> [DIRECTIONS] Could you lay out each line of the data below as a string in a JSON list, skipping blank lines and leaving out the pictures?

[Dataset items]
__________

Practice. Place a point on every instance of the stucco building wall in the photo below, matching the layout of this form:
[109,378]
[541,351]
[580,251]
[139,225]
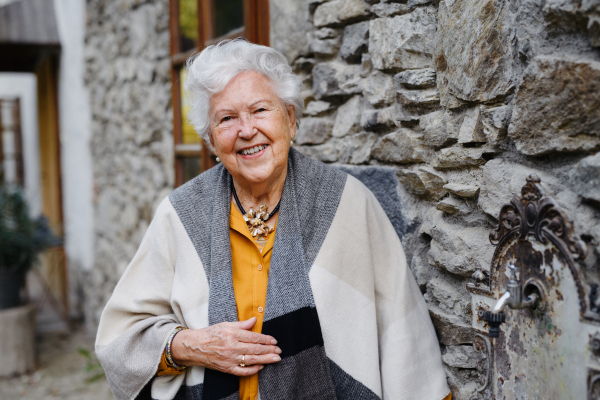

__________

> [RESULT OF THIS TASK]
[
  "Practice. Place a point on every instance of the stucco building wall in the photo below, matching the layout of this form:",
  "[109,378]",
  "[541,351]",
  "[580,251]",
  "[139,225]"
]